- **WHAT IS EXPECTED**: Which lines of the records below contain the string "stage"? Report each of them.

- **RECORDS FOR THE TASK**:
BEGIN

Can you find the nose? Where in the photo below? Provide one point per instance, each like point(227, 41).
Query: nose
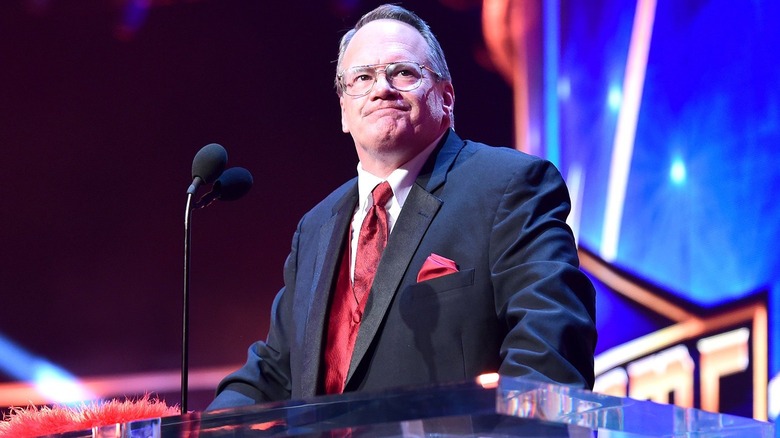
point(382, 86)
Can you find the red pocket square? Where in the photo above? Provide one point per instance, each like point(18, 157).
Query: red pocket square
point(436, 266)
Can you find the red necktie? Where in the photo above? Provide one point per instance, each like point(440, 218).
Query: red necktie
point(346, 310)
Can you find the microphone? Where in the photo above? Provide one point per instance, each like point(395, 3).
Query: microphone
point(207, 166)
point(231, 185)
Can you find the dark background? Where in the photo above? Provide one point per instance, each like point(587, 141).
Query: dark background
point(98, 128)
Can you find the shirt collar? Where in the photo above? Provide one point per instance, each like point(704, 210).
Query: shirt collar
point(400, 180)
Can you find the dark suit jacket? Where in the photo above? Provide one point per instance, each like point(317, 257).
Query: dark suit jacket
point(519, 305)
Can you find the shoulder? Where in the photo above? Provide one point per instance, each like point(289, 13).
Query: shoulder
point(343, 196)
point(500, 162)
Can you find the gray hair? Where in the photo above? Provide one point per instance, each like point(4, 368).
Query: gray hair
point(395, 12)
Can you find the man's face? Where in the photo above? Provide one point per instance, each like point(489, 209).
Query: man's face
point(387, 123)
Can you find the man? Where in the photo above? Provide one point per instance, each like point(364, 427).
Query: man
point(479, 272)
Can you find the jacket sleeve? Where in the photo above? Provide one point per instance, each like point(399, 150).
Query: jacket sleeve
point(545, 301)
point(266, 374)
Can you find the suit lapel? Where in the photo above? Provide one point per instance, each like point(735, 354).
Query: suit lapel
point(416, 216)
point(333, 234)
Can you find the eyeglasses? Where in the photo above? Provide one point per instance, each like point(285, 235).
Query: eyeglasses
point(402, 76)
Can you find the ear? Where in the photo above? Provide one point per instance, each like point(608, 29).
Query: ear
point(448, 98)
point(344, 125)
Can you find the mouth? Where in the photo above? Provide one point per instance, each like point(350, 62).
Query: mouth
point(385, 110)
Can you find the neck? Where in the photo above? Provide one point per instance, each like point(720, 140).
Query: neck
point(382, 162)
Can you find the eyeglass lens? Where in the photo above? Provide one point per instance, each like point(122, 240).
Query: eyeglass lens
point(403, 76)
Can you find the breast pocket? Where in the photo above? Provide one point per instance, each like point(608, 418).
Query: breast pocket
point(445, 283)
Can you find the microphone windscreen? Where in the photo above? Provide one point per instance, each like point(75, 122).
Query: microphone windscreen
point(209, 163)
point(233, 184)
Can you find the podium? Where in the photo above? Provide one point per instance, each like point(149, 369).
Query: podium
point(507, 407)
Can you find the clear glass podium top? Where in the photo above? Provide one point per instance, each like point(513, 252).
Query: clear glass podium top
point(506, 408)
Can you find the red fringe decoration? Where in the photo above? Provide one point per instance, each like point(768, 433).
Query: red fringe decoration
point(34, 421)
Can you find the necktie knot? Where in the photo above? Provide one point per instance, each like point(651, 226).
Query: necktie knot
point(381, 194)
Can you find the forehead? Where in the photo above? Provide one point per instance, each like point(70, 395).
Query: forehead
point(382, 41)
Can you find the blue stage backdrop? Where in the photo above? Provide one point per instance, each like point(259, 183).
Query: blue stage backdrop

END

- **TASK ANSWER**:
Can you find the blue stage backdrop? Where in the photo above? Provide one point per instance, each like point(259, 183).
Query: blue stage backdrop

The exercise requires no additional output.